- [AIM OF THE EXERCISE] Convert everything from the start of the rows up to and including the line with "[14,188,651,591]" into a Markdown table with the columns No. and Line, numbering each line and skipping blank ones.

- [EXERCISE INPUTS]

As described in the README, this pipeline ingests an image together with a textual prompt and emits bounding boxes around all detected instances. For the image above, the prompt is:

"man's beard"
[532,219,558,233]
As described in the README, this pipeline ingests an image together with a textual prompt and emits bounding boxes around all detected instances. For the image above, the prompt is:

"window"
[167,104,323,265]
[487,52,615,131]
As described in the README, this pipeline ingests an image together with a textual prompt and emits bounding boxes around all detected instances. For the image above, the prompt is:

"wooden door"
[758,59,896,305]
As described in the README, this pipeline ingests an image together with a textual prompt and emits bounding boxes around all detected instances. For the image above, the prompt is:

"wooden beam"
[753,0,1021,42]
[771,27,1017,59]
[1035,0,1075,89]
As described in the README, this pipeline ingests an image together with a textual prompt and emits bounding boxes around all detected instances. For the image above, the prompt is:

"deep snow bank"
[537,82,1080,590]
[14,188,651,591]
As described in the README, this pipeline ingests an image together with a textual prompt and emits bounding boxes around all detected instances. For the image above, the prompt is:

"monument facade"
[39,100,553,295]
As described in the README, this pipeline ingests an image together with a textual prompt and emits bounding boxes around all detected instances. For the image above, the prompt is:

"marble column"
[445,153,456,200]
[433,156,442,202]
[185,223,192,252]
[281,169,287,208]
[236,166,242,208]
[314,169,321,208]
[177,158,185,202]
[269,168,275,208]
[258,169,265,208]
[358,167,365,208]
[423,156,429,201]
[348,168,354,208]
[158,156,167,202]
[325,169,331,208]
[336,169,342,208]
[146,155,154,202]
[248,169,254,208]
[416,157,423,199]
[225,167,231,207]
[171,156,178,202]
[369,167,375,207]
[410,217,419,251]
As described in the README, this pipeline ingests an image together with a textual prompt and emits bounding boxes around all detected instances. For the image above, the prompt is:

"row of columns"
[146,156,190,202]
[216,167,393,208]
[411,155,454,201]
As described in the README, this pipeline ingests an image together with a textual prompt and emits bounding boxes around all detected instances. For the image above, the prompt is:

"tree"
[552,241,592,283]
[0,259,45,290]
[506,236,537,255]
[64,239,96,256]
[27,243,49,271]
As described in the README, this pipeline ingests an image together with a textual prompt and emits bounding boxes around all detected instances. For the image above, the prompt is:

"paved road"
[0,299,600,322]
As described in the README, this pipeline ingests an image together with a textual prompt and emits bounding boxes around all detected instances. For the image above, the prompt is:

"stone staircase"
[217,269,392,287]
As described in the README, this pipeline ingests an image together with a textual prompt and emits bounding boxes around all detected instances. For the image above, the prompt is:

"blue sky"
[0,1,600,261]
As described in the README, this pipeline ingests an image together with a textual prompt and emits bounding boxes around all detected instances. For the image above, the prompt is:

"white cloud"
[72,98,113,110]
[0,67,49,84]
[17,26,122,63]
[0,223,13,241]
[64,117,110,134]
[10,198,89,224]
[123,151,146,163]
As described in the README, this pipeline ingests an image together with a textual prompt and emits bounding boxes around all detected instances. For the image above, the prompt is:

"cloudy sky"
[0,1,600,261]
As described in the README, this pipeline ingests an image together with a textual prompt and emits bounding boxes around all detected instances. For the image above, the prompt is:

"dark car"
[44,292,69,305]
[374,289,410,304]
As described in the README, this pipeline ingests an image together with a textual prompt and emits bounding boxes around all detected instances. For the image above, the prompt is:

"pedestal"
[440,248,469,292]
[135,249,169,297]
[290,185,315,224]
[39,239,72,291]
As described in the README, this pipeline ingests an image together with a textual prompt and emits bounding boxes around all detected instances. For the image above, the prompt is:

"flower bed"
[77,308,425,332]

- [ANSWER TO THE EXERCISE]
| No. | Line |
|---|---|
| 1 | As described in the README, this pipeline ingests an image together with a textual prompt and emits bounding boxes around all detected instances. For the image above, the prompt is: |
| 2 | "man's beard" |
| 3 | [532,219,558,233] |
| 4 | As described in the README, this pipeline ingests an image together with a textual prompt and emits bounding boxes around all detected instances. For the image above, the prompt is: |
| 5 | "window" |
| 6 | [167,104,323,265] |
| 7 | [487,52,615,131] |
| 8 | As described in the README, this pipeline ingests an image together with a textual prompt and emits bounding boxes around all detected instances. For the image above, the prompt is: |
| 9 | "wooden door" |
| 10 | [758,59,896,305] |
| 11 | As described in the README, this pipeline ingests an image together with a textual prompt and emits bounding boxes around all detected instances. For the image above, the prompt is: |
| 12 | "wooden beam" |
| 13 | [753,0,1021,42] |
| 14 | [771,27,1017,59] |
| 15 | [1035,0,1075,89] |
| 16 | As described in the README, this pipeline ingests an image together with a textual prompt and emits bounding boxes around all detected instances. For the image above, the prompt is: |
| 17 | "deep snow bank" |
| 18 | [537,82,1080,590] |
| 19 | [14,188,651,591] |